══ Working data

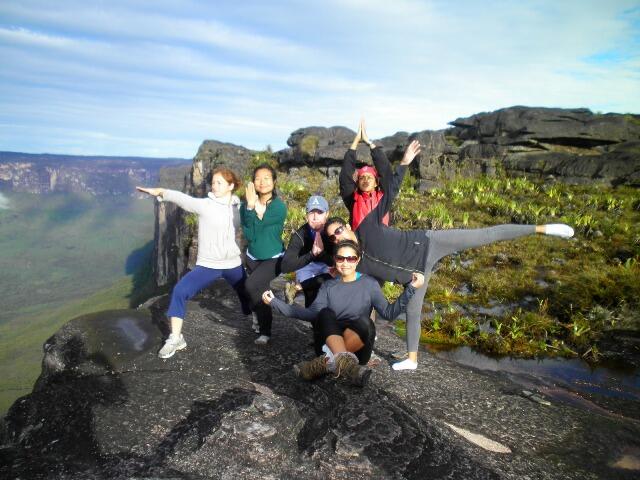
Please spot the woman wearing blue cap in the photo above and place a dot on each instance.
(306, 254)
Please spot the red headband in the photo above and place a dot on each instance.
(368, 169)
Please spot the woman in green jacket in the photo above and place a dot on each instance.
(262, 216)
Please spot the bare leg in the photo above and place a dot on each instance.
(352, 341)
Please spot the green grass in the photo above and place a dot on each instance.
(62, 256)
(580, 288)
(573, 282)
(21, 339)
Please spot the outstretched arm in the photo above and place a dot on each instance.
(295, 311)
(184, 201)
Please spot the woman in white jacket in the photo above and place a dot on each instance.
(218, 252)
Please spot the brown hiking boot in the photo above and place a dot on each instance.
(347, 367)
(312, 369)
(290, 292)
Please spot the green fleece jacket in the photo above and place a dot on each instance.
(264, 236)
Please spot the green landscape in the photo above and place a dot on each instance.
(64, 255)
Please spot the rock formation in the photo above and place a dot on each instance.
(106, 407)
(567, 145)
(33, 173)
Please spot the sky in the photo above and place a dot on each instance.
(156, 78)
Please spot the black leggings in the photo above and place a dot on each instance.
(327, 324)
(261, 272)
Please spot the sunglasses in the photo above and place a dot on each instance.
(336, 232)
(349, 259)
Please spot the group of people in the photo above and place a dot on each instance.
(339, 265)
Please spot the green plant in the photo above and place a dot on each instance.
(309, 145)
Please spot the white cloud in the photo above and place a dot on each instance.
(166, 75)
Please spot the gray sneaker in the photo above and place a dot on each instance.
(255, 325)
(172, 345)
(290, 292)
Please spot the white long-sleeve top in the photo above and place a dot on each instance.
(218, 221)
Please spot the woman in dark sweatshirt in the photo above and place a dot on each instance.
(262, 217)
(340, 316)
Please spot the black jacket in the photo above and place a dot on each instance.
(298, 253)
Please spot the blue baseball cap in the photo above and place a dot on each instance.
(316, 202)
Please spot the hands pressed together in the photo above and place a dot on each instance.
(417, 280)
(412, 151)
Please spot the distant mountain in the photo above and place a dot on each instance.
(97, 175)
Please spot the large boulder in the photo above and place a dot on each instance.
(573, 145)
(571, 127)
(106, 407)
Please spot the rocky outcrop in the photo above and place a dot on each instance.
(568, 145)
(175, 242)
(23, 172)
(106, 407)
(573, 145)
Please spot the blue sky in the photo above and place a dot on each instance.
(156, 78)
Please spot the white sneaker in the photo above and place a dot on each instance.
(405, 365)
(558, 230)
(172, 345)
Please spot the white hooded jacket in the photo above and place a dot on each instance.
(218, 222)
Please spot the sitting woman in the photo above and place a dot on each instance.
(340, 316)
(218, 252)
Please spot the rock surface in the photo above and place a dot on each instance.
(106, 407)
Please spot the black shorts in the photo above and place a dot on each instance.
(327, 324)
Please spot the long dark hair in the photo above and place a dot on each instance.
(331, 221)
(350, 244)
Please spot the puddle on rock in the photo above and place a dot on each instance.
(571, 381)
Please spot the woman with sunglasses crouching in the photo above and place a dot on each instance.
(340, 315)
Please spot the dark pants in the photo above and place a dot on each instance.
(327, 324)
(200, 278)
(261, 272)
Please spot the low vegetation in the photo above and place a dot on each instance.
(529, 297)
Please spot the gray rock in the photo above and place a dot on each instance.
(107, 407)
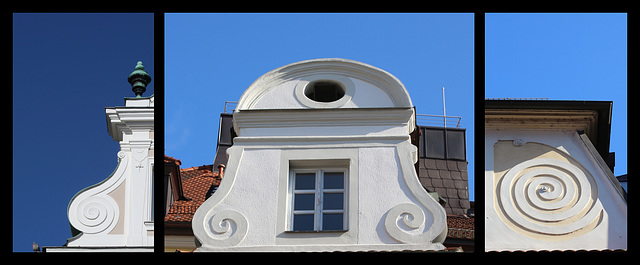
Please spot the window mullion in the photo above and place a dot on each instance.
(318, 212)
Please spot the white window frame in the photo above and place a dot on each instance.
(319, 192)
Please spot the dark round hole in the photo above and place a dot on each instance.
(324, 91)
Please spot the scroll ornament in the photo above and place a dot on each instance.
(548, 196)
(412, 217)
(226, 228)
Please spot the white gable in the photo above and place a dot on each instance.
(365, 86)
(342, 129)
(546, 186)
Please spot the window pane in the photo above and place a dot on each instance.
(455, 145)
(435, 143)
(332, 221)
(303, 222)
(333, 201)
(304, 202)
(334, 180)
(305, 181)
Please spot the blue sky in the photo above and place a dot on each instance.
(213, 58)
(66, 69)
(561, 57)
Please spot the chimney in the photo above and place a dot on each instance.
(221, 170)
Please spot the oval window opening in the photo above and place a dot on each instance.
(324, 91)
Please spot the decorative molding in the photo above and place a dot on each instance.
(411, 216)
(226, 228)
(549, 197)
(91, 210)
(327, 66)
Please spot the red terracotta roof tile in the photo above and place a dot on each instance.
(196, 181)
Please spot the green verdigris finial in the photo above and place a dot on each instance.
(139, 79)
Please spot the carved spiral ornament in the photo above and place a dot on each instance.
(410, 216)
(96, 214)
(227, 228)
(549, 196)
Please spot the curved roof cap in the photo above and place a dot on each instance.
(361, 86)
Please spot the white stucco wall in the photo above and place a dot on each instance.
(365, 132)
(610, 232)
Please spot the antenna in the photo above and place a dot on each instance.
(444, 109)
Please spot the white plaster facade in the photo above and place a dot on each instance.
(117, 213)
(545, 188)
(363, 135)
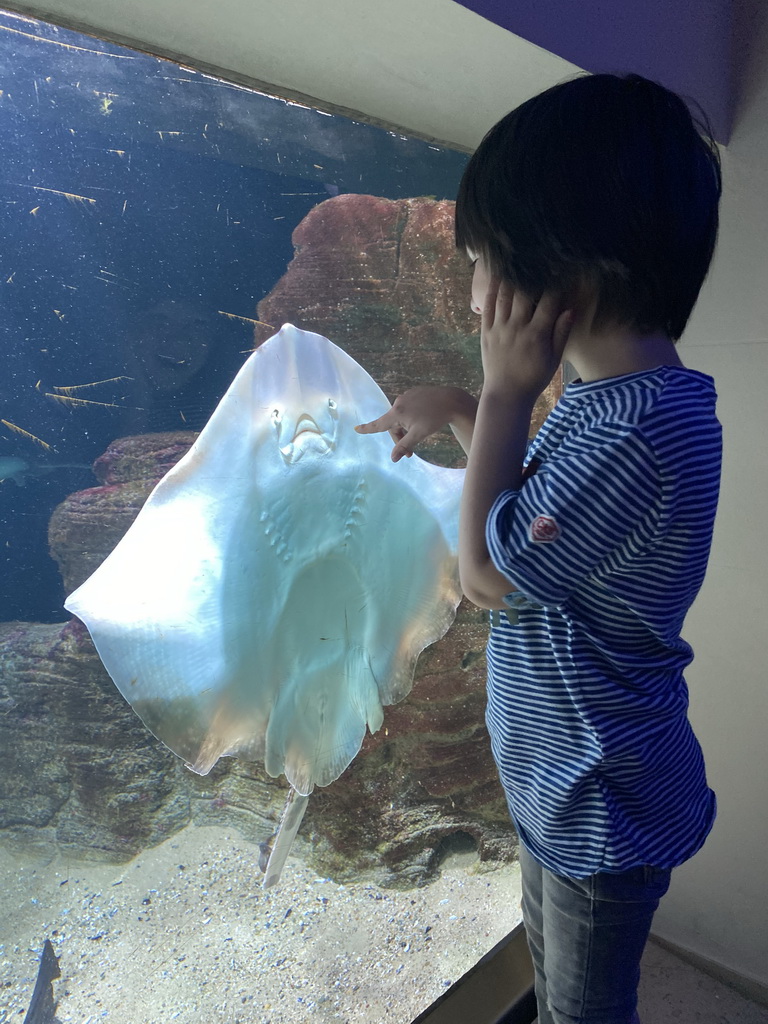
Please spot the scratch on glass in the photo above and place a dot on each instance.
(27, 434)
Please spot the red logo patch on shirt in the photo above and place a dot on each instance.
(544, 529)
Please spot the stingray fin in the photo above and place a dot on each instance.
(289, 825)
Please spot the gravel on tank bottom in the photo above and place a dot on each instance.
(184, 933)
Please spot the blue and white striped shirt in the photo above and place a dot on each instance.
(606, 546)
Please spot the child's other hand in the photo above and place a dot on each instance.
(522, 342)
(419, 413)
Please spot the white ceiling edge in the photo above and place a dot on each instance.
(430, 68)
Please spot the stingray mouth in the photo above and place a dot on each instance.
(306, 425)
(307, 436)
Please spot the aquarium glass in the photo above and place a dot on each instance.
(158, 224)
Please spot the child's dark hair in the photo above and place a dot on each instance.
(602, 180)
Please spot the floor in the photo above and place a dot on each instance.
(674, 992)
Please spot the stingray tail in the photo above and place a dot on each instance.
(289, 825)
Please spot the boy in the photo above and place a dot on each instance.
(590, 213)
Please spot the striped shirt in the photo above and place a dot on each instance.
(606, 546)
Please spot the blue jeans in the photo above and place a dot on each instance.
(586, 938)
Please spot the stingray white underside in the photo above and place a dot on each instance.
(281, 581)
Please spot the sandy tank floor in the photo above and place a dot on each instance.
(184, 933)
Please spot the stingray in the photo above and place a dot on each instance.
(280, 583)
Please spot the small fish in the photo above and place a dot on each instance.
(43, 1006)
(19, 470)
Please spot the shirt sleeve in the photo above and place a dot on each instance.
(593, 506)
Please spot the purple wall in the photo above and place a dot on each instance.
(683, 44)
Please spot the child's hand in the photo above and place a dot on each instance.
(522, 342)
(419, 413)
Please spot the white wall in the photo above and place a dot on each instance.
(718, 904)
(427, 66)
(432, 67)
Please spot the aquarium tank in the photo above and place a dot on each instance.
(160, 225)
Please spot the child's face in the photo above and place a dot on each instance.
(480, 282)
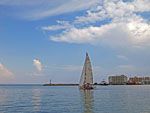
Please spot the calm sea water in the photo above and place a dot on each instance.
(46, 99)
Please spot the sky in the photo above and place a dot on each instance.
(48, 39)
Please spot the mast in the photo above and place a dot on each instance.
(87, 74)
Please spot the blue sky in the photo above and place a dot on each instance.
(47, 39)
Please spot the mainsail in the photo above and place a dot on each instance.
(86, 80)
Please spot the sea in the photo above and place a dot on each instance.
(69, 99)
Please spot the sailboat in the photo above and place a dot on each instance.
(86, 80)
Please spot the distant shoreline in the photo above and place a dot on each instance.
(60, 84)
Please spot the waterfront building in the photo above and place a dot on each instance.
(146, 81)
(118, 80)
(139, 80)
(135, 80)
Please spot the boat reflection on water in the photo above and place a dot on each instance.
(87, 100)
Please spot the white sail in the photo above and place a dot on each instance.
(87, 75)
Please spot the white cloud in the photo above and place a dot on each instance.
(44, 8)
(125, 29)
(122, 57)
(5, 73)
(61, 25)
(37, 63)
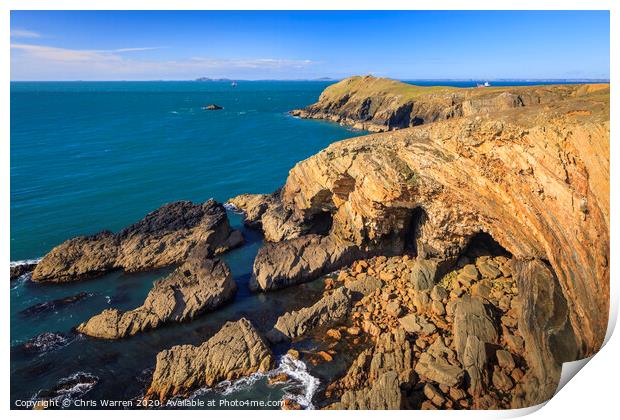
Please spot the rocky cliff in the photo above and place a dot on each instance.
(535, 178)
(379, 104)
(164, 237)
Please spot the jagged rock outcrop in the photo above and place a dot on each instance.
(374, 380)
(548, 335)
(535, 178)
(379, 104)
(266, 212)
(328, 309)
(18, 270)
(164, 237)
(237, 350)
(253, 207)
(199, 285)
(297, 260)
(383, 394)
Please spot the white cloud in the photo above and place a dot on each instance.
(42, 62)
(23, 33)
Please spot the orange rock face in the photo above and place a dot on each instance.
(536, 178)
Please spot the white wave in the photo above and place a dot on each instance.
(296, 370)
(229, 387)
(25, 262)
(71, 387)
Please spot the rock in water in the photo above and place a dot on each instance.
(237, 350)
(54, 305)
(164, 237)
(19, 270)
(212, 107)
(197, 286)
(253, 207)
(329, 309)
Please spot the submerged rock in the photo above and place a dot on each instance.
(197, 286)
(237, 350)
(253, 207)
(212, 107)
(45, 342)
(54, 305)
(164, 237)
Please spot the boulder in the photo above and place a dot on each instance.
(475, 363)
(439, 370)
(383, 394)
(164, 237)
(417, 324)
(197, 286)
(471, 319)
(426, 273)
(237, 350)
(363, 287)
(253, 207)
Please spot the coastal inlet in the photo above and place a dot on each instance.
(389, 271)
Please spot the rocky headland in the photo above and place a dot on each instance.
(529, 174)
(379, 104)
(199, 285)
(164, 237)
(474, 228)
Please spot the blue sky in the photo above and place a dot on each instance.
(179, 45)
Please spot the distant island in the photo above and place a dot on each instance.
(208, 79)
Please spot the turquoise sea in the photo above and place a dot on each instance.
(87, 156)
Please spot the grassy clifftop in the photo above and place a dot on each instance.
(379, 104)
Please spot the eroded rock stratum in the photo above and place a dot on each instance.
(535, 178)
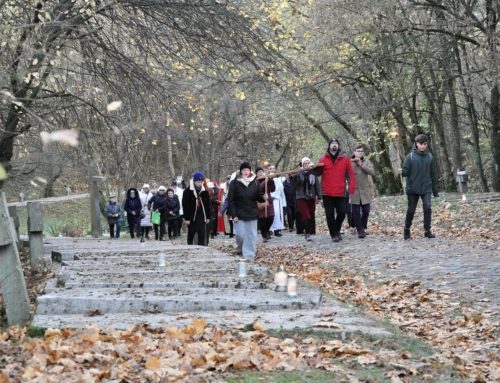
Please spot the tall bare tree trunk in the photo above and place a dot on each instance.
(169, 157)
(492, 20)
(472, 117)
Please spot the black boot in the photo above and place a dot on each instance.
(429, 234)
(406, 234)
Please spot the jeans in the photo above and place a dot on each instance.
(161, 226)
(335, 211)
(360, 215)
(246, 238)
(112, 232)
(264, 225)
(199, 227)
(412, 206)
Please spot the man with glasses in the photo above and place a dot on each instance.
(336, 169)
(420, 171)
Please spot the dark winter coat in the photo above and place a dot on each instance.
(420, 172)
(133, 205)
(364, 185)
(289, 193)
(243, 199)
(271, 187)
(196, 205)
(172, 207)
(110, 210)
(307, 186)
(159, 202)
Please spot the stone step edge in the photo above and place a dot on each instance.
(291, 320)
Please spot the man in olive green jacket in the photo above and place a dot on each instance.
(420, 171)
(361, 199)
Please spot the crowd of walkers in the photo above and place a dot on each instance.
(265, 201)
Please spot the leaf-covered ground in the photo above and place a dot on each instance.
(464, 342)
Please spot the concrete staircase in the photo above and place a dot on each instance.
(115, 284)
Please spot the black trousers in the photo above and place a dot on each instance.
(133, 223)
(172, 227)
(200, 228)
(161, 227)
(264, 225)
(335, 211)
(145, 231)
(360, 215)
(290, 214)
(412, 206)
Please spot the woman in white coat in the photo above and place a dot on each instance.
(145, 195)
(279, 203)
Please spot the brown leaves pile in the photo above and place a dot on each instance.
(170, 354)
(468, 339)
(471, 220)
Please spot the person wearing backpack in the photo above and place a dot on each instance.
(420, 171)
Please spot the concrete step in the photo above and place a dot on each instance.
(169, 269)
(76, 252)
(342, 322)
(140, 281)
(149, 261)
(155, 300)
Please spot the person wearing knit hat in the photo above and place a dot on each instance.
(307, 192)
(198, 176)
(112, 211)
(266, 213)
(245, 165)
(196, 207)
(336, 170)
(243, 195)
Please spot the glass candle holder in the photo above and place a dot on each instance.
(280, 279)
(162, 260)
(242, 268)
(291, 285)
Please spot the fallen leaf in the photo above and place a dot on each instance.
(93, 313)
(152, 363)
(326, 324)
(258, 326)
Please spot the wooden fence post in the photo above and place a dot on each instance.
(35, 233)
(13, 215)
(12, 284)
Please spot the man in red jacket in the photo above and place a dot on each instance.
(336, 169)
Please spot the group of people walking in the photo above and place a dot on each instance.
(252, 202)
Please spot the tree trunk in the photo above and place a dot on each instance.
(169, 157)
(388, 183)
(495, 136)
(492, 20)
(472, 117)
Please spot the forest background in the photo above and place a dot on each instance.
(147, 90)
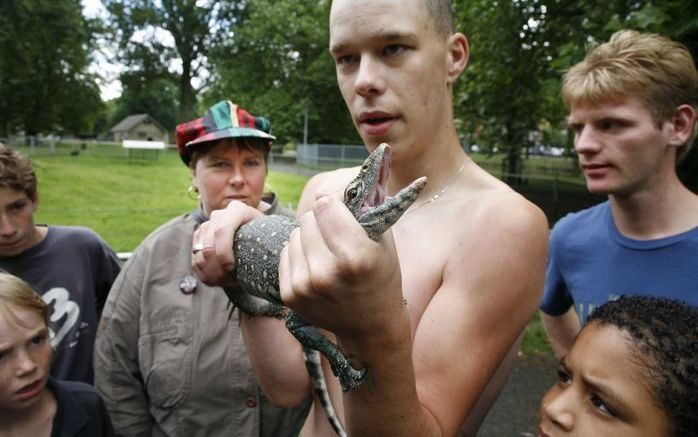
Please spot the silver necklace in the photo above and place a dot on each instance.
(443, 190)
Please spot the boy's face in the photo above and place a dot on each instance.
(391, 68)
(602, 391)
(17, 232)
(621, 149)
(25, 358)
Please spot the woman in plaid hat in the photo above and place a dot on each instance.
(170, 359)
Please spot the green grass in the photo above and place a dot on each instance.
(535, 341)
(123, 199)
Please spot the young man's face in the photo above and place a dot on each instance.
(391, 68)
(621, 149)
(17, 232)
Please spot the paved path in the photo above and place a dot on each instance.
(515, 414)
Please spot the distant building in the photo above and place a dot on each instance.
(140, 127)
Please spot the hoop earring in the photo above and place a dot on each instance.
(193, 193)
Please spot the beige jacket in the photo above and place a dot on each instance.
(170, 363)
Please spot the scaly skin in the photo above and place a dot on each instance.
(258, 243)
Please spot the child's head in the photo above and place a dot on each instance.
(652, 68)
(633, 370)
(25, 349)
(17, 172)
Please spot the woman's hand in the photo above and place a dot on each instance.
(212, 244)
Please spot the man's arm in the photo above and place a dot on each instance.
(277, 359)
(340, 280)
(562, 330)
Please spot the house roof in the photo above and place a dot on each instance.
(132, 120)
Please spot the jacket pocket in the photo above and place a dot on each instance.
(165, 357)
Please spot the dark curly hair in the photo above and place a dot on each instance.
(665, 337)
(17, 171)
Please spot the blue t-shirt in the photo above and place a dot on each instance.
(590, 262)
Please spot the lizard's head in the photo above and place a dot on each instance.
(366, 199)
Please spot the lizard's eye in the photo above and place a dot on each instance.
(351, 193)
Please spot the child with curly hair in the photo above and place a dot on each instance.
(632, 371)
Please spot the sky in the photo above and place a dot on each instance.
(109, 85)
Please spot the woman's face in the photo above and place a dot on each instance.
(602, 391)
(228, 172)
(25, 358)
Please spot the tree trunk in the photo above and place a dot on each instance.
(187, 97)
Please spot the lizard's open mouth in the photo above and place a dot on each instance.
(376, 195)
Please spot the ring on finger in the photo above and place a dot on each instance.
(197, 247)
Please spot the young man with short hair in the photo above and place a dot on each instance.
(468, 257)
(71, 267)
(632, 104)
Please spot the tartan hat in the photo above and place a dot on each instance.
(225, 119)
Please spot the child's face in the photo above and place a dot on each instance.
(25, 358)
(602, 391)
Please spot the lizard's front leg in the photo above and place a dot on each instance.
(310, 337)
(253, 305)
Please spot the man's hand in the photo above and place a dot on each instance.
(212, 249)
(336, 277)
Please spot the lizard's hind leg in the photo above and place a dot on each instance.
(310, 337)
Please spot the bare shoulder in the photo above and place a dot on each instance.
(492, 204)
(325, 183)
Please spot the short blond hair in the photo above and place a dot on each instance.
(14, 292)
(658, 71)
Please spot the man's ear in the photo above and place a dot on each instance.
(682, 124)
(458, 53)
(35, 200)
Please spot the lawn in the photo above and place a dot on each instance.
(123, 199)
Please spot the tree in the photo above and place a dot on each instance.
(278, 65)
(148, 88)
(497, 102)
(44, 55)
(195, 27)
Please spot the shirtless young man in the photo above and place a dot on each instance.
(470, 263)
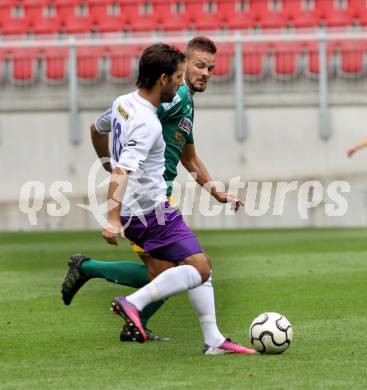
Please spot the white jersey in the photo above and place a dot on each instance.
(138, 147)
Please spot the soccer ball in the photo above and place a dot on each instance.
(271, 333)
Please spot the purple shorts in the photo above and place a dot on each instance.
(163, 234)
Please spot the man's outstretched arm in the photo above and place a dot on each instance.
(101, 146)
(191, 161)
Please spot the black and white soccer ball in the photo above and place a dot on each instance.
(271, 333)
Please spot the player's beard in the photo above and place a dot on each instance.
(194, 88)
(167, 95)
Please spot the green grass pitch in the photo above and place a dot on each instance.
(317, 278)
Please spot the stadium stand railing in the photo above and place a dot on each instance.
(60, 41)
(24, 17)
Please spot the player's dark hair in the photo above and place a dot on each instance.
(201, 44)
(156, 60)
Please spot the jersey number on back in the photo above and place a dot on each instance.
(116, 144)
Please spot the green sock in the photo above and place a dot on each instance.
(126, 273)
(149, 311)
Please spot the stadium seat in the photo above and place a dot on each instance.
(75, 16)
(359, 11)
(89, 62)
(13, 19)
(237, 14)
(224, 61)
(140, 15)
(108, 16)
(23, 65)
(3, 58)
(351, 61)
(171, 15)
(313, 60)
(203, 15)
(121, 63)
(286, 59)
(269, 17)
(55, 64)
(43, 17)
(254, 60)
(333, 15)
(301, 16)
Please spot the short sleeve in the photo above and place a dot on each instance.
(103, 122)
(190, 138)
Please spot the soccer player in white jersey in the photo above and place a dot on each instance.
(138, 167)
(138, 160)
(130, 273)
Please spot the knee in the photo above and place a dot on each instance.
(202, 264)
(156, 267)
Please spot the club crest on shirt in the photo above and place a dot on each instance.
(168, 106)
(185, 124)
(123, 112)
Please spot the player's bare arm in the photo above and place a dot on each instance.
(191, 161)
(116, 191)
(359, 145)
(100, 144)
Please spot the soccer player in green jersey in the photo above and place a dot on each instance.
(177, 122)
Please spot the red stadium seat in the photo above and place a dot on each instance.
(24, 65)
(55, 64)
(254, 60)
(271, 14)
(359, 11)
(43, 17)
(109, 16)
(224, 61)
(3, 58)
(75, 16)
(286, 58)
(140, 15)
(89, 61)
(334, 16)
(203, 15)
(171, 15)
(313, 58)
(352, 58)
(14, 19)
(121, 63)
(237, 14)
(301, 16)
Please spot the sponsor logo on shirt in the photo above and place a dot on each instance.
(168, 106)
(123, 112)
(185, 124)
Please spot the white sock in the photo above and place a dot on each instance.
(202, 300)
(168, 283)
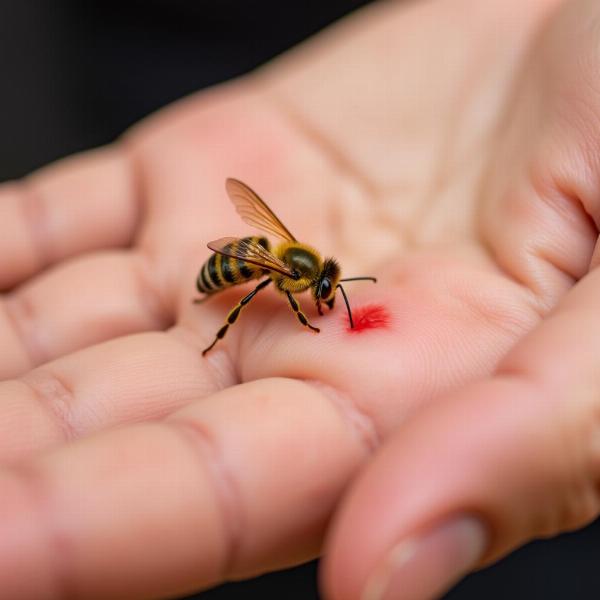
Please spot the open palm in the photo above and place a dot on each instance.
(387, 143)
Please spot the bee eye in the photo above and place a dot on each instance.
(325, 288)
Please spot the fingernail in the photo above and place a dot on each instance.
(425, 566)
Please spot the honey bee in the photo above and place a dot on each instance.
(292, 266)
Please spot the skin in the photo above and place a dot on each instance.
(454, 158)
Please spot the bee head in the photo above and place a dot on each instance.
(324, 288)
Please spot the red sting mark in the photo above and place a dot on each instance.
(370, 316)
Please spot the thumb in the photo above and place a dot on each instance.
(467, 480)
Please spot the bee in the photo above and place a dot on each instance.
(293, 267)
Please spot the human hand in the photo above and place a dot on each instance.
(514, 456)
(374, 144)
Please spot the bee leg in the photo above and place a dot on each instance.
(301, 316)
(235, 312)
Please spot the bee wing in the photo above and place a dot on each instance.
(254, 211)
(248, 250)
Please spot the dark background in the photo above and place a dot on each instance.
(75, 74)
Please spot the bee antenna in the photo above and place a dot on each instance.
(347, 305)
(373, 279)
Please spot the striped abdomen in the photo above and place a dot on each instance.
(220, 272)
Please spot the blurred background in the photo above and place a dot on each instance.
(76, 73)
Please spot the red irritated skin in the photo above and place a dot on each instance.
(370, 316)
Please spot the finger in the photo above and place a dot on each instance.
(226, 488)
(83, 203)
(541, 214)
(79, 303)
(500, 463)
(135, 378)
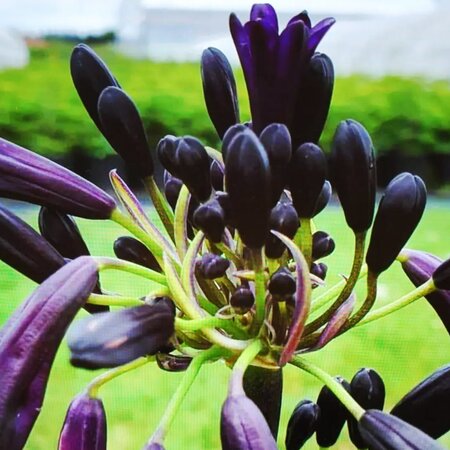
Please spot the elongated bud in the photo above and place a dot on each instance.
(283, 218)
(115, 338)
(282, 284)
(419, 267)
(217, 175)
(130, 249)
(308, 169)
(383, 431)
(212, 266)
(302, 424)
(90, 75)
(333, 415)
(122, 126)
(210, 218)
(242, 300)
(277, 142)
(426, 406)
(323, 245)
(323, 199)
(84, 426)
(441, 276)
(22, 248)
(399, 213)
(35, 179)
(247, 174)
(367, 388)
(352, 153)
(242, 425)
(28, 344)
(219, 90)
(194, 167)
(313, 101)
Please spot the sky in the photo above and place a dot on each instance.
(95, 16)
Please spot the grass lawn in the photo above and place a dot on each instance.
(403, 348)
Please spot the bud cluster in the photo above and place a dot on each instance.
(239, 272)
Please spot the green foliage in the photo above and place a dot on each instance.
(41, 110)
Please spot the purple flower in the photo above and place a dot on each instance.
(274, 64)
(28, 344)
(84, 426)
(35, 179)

════

Requirement:
Each line from the one holding "Please spot the grass lawn" to the end of the entries is to be written out exactly. Skip every line before it.

Task response:
Please spot the grass lawn in the photo above and place a dot on each instance.
(403, 348)
Please spot the bud cluster in the photo above and place a dot on each instance.
(239, 272)
Please spot the green foliage in the photo above and place a dot on each instance.
(41, 110)
Please spot the purple flower in the photo above and place a dot on each instance.
(274, 64)
(28, 344)
(84, 426)
(35, 179)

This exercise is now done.